Why the USDA Forest Service Cuts Trees to Save the Forest

Robert Hudson Westover
Office of Communication
August 19, 2021

A large mechanical crane thinning out trees in a dense forest.
A massive crane clears a dense forest stand in a forest health management process called mechanical thinning. When a forest has too many trees it creates many problems for the health of the entire ecosystem. (Forest Service photo.)

Imagine you are miles from the nearest highway, in lands where dinosaurs once roamed. In the distance, you see the silhouette of what looks like a T-Rex looming within a thick stand of trees deep within the forest.

Then the creature’s lanky neck suddenly moves as it seems to devour a tree, then another one, and then more. With the loud clang of metal hitting metal, you quickly realize this is no dinosaur, it’s a massive crane-like heavy equipment vehicle and it’s not eating trees, it’s removing them. However, unlike a tense chase scene in the movie Jurassic Park, the mechanical beast is there to do good, working to improve the forest’s health.

It’s called mechanical thinning.

Along with prescribed burns and hand removal of forest debris, mechanical thinning is one of the Forest Service’s most important tools to reduce fire risk in our national forests. It is used to restore more natural forest structure with a focus on tree density, tree species distribution, tree age distribution and natural gaps in the canopy. Additionally, reduction of the number of trees reduces stress and competition in forested areas susceptible to insect and disease.

» Records:
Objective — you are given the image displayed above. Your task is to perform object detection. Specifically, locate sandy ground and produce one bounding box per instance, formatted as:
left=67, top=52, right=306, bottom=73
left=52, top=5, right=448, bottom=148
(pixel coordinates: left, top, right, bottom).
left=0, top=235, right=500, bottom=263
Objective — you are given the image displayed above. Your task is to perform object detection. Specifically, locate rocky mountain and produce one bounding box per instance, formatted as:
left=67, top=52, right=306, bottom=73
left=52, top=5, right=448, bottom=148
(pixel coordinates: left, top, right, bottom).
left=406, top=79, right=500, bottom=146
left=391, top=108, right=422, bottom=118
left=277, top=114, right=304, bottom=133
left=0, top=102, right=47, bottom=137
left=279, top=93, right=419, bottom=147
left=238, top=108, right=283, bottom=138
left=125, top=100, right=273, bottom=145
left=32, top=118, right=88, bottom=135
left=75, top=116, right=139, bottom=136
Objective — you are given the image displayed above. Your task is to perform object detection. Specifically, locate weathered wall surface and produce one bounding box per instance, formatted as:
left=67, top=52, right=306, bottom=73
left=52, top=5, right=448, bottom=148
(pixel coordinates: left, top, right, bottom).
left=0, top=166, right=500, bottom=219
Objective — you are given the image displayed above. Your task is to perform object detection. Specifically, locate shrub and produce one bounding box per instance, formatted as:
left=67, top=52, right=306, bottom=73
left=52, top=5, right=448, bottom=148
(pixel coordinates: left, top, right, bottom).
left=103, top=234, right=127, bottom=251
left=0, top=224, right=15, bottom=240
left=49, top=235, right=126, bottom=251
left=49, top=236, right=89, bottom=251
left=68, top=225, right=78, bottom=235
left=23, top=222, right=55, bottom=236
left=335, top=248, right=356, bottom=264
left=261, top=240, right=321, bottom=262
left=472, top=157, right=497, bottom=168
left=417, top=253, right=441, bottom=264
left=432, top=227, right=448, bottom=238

» Problem details: Pick up the article on forest thinning where it stops and keep it going for a few more paragraphs.

» Response:
By now many wildland conservationists know that fire can be good for forests and grasslands. In fact, in previous decades, when the rule was to remove all fire from the landscape, massive amounts of fuel, in the form of small trees, shrubs and grasses, have built up in our more than 700 million acres of forests. All this excessive tree growth and dead plant debris have created unsafe fire conditions, that allow for fires to burn hotter and longer and spread further.

Periodic, low-intensity fires are essential to maintaining healthy forests—a centuries-old forest management practice carried out by Native American tribes.

A large mechanical crane stacking cut trees, now logs, on a large stack.
A crane lifts logs to be hauled away for lumber mill processing in a forest health management process called mechanical thinning. (Forest Service photo.)

Forest Service research has demonstrated that tree health is stressed by overcrowding, often causing natural fire-dependent species, like ponderosa pine, to vanish, and allowing highly flammable fuels, like the non-native cheatgrass, to build up and become fodder for massive forest fires. This is why the process of mechanical thinning is so crucial to forest health. It is in part the thinning of dense stands of trees that make wildlands better able to withstand fire.

Mechanical thinning of forests is a multifaceted process and often involves piling brush, pruning branches and creating fuel breaks. Tools the Forest Service uses to thin tree stands include everything from hand tools to chainsaws and rakes, to the aforementioned heavy equipment which aside from cranes can include bulldozers and wood-chippers.

Used on its own, or together with prescribed burning, mechanical thinning changes how wildfire behaves so that when a fire does burn through a treated area, it is less destructive.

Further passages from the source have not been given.